Exercices:
• a. Reproduisez tout le passage du texte fourni, depuis « Instaurer la possibilité » jusqu'à « de prévoyance paritaire. » inclus.
• b. Selon le texte fourni, quel taux moyen de financement de la protection sociale par l'employeur l'IRDES observe-t-il aujourd'hui ?

Texte fourni:
·····

Passer la part du coût de protection complémentaire santé financée par l’employeur à 60%

L’objectif est de prévoir un montant minimum de financement de la protection sociale à la charge de l’employeur de 60 %, au lieu des 50 % prévus dans le projet initial. En effet, ce montant est inférieur à ce qui est aujourd’hui observé en moyenne, à savoir 57 % d’après l’IRDES (institut de recherche et documentation en économie de la santé).

Instaurer une portabilité unique pour que les salariés ayant perdu leur emploi conservent pendant 12 mois leurs droits à la complémentaire santé

Dans sa version initiale, le projet du gouvernement limite le bénéfice des droits à la complémentaire santé après la fin du contrat de travail à la durée d’indemnisation du chômage, sans que ce délai puisse excéder leur dernier contrat et sans pouvoir excéder 12 mois. Nous proposons de ne pas pénaliser les chômeurs ne bénéficiant que d’une faible indemnisation, conservant uniquement le délai lié à la durée du dernier contrat dans une limite de 12 mois.

Instaurer la possibilité pour les accords de branche de comporter une clause de désignation

Le but est de prévoir la possibilité pour les accords de branche relatifs à la protection sociale complémentaire de comporter une « clause de désignation », c’est-à-dire une stipulation imposant aux entreprises de la branche de recourir à un assureur identifié, le plus souvent un institut de prévoyance paritaire.

  • Sur l’article 4 « amélioration de l’information et des procédures de consultations des institutions représentatives du personnel »

Faire peser l’intégralité du coût des expertises, pour appuyer le comité d’entreprise dans l’appréciation des données stratégiques de l’entreprise, sur l’employeur

Il s’agit de supprimer toute dérogation à l’article 2325-40 du code du travail qui pose le principe de financement par l’employeur en matière d’expertise. Les différences de moyens entre les comités d’entreprises (CE) peuvent être très considérables et il est donc important de supprimer les 20% de « reste à charge » qui pèsent sur les CE dans le texte initial.

·····

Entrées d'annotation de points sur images
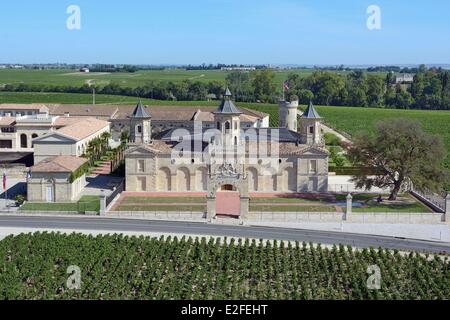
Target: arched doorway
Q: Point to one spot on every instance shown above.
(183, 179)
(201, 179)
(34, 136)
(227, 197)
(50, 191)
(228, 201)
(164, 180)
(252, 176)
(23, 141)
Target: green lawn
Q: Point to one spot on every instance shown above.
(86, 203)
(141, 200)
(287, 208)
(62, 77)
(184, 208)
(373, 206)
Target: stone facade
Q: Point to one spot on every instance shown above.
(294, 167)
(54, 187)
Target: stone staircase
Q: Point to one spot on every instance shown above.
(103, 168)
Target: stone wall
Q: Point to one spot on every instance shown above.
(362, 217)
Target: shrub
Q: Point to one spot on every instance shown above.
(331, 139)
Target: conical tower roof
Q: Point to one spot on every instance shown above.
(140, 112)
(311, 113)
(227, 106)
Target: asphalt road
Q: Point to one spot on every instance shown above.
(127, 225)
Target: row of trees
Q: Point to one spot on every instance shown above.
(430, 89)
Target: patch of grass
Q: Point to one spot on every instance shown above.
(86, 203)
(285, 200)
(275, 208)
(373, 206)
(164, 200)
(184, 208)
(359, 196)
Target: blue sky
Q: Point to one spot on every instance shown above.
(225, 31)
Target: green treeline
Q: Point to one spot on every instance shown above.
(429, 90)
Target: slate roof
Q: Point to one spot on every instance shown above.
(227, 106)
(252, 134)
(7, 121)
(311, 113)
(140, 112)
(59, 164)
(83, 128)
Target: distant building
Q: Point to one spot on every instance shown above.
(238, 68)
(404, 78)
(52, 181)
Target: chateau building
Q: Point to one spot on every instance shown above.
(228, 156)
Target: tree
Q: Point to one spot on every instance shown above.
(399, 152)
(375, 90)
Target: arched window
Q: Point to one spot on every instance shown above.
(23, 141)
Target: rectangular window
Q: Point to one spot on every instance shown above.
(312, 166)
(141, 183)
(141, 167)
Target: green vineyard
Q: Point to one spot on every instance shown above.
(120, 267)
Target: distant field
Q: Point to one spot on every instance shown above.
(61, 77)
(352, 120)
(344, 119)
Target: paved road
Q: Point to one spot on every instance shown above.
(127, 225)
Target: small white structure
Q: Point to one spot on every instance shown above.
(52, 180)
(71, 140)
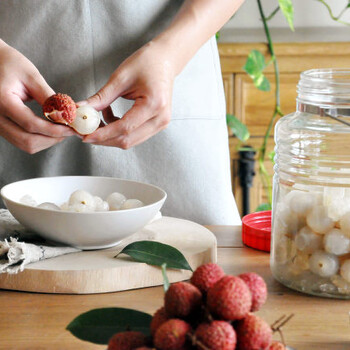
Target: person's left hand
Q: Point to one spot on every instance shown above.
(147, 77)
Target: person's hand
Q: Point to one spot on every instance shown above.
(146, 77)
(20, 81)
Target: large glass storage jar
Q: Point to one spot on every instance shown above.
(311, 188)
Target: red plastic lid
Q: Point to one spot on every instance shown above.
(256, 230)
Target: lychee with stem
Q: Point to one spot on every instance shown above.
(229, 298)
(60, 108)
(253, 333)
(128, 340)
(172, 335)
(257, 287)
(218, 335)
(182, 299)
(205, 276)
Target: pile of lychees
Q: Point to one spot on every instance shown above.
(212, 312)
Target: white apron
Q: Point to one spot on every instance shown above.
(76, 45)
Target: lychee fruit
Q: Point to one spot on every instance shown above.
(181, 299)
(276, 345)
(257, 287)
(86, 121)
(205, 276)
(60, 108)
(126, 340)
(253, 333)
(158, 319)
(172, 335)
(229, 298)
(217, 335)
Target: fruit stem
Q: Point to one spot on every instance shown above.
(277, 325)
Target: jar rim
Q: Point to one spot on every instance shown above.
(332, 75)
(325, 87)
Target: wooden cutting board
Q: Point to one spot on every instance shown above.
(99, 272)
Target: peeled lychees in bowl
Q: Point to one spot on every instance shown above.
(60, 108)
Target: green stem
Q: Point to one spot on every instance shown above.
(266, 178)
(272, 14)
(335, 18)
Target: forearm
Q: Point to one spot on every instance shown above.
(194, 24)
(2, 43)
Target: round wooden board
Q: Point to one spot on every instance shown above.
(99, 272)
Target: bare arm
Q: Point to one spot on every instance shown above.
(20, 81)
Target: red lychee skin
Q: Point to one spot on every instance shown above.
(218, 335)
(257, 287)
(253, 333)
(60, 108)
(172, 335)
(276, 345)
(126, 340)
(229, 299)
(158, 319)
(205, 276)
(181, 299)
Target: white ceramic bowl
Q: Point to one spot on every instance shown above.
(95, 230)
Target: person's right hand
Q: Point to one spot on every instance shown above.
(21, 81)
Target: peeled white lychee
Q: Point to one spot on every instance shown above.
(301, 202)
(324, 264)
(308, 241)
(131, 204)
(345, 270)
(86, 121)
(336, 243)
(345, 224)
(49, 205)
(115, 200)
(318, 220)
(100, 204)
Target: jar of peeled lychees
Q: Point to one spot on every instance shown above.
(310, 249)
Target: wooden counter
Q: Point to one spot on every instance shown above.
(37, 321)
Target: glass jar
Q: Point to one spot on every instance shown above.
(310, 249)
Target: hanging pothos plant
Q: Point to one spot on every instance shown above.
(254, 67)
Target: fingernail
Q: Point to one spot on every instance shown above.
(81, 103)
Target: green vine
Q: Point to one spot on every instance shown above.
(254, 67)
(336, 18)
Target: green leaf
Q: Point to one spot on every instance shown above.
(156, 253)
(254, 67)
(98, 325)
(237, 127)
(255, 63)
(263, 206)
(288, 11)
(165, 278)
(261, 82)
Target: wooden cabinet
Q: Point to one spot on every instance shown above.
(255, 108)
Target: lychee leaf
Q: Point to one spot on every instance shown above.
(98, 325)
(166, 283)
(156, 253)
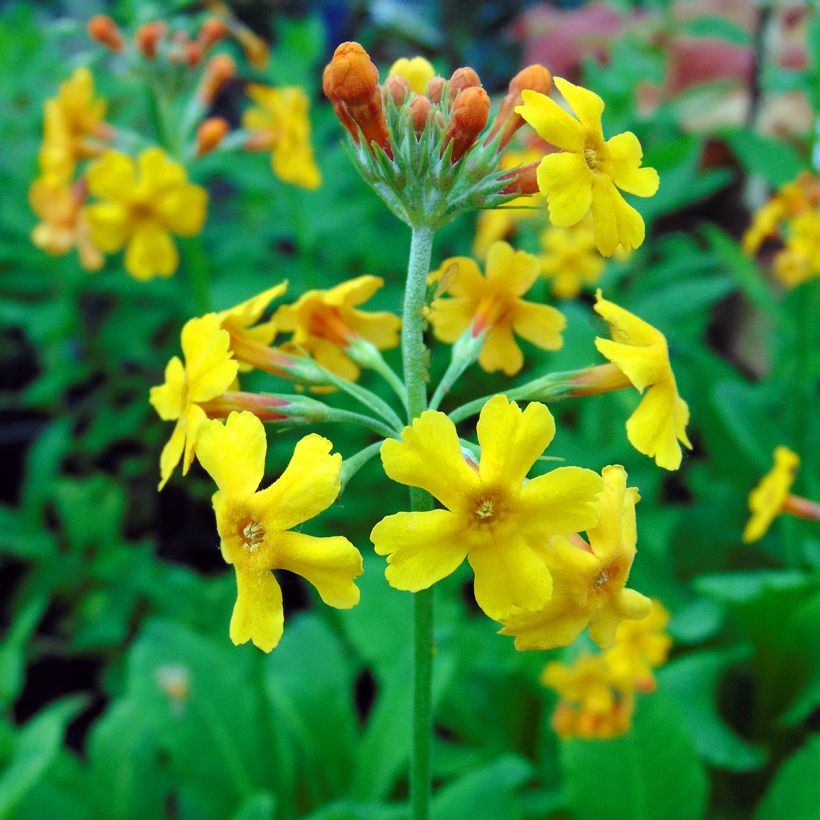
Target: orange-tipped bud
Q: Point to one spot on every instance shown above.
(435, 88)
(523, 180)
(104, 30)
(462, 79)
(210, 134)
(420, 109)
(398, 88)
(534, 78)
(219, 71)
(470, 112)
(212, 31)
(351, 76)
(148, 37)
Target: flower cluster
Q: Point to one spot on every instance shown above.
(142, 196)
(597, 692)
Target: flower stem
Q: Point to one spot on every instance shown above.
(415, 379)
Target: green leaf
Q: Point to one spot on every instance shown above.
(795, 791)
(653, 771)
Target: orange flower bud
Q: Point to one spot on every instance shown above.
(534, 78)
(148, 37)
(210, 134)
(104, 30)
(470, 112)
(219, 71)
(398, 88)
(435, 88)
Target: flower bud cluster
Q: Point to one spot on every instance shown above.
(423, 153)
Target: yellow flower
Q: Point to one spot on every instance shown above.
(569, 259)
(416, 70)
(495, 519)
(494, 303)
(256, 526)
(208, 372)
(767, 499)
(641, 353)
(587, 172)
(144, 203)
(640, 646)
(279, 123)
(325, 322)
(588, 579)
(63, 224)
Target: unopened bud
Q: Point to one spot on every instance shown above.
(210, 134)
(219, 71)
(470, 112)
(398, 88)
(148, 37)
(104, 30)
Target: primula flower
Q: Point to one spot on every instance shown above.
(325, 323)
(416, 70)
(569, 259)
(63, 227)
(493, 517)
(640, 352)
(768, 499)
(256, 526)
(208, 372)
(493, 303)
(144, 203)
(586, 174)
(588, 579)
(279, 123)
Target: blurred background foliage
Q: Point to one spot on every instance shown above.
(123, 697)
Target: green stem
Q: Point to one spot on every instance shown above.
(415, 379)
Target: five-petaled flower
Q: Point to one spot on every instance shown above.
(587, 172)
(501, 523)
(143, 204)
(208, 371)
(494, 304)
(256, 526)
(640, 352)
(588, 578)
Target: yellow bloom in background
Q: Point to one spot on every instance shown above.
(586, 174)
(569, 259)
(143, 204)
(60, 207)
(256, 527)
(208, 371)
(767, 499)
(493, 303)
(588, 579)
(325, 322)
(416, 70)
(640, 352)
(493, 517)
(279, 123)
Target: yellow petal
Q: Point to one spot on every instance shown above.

·····

Réponses dans l'ordre:
• a.
Instaurer la possibilité pour les accords de branche de comporter une clause de désignation

Le but est de prévoir la possibilité pour les accords de branche relatifs à la protection sociale complémentaire de comporter une « clause de désignation », c’est-à-dire une stipulation imposant aux entreprises de la branche de recourir à un assureur identifié, le plus souvent un institut de prévoyance paritaire.

• b. L'IRDES observe aujourd'hui un taux moyen de 57 %.